## What is being asked
Copy out every line of the records below verbatim, in the same order.

## Dataset rows
+++++
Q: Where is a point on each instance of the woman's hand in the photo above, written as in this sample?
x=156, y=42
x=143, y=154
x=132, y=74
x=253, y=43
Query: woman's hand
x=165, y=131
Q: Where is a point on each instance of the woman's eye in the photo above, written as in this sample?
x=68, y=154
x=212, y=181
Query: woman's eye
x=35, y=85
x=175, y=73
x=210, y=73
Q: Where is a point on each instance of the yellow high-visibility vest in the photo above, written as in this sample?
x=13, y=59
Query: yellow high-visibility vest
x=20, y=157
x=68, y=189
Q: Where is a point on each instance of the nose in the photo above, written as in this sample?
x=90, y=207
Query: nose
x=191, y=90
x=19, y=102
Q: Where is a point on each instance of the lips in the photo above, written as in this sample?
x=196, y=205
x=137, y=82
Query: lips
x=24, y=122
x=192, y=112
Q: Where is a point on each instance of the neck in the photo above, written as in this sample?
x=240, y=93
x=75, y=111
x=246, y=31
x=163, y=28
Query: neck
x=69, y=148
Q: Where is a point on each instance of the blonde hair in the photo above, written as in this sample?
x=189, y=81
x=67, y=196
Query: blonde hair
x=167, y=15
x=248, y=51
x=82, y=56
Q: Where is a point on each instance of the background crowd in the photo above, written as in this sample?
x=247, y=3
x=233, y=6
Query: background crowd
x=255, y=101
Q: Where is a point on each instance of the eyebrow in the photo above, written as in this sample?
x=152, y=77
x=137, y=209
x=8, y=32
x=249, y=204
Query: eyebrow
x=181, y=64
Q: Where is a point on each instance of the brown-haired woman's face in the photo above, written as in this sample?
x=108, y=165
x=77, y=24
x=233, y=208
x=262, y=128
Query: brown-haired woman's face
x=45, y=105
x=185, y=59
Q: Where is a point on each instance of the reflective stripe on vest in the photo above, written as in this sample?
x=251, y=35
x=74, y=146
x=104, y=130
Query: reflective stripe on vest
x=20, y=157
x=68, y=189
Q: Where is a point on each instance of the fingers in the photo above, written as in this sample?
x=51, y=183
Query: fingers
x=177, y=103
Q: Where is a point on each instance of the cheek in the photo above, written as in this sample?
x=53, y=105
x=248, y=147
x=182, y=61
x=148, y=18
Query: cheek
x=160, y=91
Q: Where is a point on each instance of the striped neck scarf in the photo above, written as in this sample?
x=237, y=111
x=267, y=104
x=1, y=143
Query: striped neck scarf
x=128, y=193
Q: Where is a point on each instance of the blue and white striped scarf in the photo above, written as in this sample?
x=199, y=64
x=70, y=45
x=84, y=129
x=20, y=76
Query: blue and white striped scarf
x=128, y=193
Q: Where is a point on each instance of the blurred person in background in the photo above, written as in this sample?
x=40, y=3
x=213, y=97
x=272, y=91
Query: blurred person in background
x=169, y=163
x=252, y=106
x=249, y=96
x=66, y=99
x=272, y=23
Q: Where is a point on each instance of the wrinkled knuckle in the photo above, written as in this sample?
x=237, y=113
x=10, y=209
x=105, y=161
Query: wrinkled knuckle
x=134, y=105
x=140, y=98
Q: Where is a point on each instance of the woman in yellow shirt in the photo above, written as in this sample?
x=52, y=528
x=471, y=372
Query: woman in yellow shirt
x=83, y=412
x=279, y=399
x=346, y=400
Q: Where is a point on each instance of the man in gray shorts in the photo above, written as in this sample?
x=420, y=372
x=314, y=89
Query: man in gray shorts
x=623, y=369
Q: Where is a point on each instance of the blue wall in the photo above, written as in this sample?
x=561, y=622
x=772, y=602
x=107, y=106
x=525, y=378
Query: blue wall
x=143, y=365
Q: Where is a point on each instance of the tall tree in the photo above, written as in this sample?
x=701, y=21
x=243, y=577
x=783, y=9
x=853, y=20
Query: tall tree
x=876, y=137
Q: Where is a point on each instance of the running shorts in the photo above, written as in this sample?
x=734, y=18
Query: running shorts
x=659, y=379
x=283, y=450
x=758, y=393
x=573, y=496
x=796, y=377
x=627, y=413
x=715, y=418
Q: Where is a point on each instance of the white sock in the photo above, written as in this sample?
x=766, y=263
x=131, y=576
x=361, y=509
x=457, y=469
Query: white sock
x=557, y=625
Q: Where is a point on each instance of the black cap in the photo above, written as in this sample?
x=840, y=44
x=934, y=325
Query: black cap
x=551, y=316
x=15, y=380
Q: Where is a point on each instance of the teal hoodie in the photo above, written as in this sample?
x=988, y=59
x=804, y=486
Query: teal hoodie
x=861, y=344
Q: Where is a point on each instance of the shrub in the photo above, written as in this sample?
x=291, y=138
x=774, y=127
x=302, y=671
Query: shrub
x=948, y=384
+++++
## Output
Q: Where is a point on each instance of the woman's hand in the photo above, written as in this sample?
x=156, y=42
x=143, y=154
x=132, y=74
x=253, y=43
Query: woman's hand
x=165, y=131
Q: Where is a point on each instance of the woman's eye in the photo above, written as in this sample?
x=68, y=154
x=212, y=181
Query: woman's eye
x=35, y=85
x=175, y=73
x=210, y=73
Q: Where is a point on each instance of the yellow high-visibility vest in the photo above, written as in this sample?
x=13, y=59
Query: yellow high-visibility vest
x=20, y=157
x=68, y=189
Q: Where is a point on each instance of the nose in the photo above, written as in this sample?
x=90, y=207
Query: nose
x=191, y=90
x=19, y=102
Q: Where is a point on each instance of the lips in the photo above, written as in this sample?
x=196, y=205
x=137, y=82
Query: lips
x=24, y=122
x=192, y=112
Q: Where is a point on each instance of the neck in the photo above, written as in this sample?
x=240, y=93
x=75, y=111
x=246, y=31
x=163, y=28
Query: neck
x=69, y=148
Q: Where is a point on each instance of the blonde hair in the photo above, written as in this sample?
x=189, y=81
x=67, y=196
Query: blonde hair
x=167, y=15
x=248, y=51
x=82, y=56
Q: Where is a point on each instance of the background crowd in the photo above, written as in this sample?
x=247, y=3
x=233, y=6
Query: background crowd
x=255, y=101
Q: Where is a point on each instance of the eyebrow in the photo above, written as in this sample?
x=152, y=77
x=137, y=209
x=8, y=32
x=249, y=204
Query: eyebrow
x=181, y=64
Q: Where is a point on each instance of the brown-haired woman's face in the photo above, written as in this sample?
x=108, y=165
x=77, y=24
x=233, y=208
x=262, y=128
Query: brown-haired woman's face
x=45, y=105
x=185, y=59
Q: Where is a point on each instance of the reflective stripe on vest in the photo above, written as in this sample?
x=251, y=35
x=74, y=146
x=104, y=130
Query: reflective stripe on vest
x=20, y=157
x=68, y=189
Q: Where is a point on each instance of the fingers in the photo above, written as in this sample?
x=51, y=183
Query: fingers
x=177, y=103
Q: Where is a point on each instance of the cheek in the photo above, written as in this sample?
x=53, y=105
x=248, y=147
x=182, y=61
x=148, y=18
Query: cheek
x=160, y=91
Q: Where is a point on each instance of the striped neck scarf in the photo above, written as in this sample?
x=237, y=111
x=267, y=104
x=1, y=143
Query: striped neck scarf
x=128, y=193
Q: Where is a point on each instance of the blue and white striped scarf in the photo above, written as in this sample?
x=199, y=64
x=70, y=45
x=84, y=129
x=20, y=76
Query: blue and white striped scarf
x=128, y=193
Q: Where is a point on each instance of the blurred person in background in the photo above, written as in this sample?
x=40, y=3
x=213, y=97
x=272, y=91
Query: blurred person in background
x=169, y=163
x=252, y=106
x=249, y=96
x=66, y=99
x=272, y=23
Q: Where is a point on each instance of the wrinkled knuckle in the photo above, written as in this sample?
x=237, y=113
x=10, y=209
x=105, y=161
Query: wrinkled knuckle
x=134, y=105
x=140, y=98
Q: Where is a point on each instance of the woman in yellow shirt in the photo above, written as in this sample?
x=52, y=528
x=471, y=372
Query: woman in yellow shirt
x=83, y=412
x=279, y=399
x=346, y=400
Q: Where is a point on each instance of the man in gray shorts in the photo above, written as in this sample?
x=420, y=372
x=314, y=89
Query: man in gray shorts
x=623, y=369
Q: Where is a point on each instance of the blue wall in the photo above, written as in this sample?
x=561, y=622
x=772, y=602
x=107, y=106
x=525, y=378
Query: blue wall
x=143, y=365
Q: Where is a point on each instance of the tall tree in the photo above, written as in this sample?
x=701, y=21
x=243, y=577
x=783, y=9
x=853, y=20
Query: tall tree
x=876, y=137
Q: Where is a point on each instance of the running shorts in the photo above, written as in this sample?
x=734, y=18
Query: running shorts
x=659, y=379
x=283, y=450
x=758, y=393
x=573, y=496
x=796, y=377
x=627, y=413
x=715, y=418
Q: Where is a point on each instance of the white sock in the photo above, written as in this sample?
x=766, y=263
x=131, y=576
x=361, y=509
x=457, y=469
Query: white sock
x=557, y=625
Q: Where is a point on each instance of the black cap in the photo above, written as in this sample?
x=840, y=44
x=934, y=325
Query: black cap
x=551, y=316
x=15, y=380
Q: Where is a point on each instance of the teal hoodie in the photo above, written as in this sample?
x=988, y=59
x=804, y=486
Query: teal hoodie
x=861, y=344
Q: Where is a point on each instance of the shrub in the photo above, written as in this sample?
x=291, y=138
x=774, y=127
x=302, y=671
Query: shrub
x=948, y=384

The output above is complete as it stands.